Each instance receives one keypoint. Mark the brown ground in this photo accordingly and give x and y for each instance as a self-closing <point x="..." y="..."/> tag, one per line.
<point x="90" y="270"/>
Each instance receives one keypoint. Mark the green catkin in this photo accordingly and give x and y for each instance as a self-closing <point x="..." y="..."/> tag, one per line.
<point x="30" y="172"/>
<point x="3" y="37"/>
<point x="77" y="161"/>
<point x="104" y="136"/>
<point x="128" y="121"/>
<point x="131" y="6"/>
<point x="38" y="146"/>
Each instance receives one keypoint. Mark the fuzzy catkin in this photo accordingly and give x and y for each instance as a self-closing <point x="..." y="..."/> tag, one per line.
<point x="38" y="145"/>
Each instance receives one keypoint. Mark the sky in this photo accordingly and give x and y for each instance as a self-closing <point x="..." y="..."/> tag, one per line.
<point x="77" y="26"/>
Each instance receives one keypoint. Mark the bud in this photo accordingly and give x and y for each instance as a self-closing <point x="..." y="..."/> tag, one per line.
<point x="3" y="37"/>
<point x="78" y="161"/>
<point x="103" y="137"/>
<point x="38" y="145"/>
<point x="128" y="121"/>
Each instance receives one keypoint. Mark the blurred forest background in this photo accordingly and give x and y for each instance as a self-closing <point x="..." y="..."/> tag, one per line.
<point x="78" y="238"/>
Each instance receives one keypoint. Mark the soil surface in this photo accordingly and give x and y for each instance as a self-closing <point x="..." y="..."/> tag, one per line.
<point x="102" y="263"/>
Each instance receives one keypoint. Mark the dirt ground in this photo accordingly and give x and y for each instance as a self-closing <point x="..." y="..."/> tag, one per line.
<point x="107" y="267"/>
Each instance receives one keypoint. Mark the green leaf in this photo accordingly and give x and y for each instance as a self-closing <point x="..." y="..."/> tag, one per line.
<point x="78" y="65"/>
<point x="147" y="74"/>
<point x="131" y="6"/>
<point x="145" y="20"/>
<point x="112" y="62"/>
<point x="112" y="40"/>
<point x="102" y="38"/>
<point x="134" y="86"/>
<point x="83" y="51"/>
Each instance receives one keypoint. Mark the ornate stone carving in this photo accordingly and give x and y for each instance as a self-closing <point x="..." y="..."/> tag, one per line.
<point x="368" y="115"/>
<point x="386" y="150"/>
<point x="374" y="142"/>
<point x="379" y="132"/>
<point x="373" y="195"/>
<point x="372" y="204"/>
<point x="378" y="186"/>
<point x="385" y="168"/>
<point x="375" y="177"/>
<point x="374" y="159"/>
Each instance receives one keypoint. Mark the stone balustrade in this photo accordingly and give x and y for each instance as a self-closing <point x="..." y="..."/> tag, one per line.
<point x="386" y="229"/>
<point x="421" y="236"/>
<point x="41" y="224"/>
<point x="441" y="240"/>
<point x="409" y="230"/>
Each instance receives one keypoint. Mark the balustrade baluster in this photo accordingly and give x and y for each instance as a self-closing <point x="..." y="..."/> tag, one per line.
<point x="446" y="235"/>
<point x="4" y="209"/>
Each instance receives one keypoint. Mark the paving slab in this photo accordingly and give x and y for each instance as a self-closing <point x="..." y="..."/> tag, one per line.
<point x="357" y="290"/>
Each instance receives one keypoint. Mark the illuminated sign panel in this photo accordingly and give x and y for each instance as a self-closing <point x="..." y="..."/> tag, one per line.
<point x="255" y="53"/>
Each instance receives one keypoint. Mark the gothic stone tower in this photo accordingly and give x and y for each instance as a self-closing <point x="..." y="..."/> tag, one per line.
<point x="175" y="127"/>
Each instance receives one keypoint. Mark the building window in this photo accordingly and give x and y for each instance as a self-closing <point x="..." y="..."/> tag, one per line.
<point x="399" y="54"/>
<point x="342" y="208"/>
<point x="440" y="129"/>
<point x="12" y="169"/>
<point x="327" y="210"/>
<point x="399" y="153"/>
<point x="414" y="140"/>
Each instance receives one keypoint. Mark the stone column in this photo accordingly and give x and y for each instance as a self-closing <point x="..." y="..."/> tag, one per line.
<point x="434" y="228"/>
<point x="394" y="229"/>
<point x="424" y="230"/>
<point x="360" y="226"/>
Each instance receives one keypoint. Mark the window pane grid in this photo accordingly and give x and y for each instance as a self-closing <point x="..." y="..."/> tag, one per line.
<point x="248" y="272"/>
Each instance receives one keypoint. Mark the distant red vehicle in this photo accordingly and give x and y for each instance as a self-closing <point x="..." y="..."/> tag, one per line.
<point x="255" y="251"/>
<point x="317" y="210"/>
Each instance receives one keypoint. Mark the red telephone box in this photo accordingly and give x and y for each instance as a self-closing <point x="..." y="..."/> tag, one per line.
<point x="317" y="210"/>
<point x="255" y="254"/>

Problem statement> Exactly reproduce the line containing "Each instance receives one keypoint. Mark the red" and all lines after it in the material, stopping only at the end.

Answer box>
Each instance receives one keypoint. Mark the red telephone box in this photo accordingly and give x and y for each instance as a self-closing <point x="..." y="..."/> tag, one per line.
<point x="317" y="210"/>
<point x="255" y="254"/>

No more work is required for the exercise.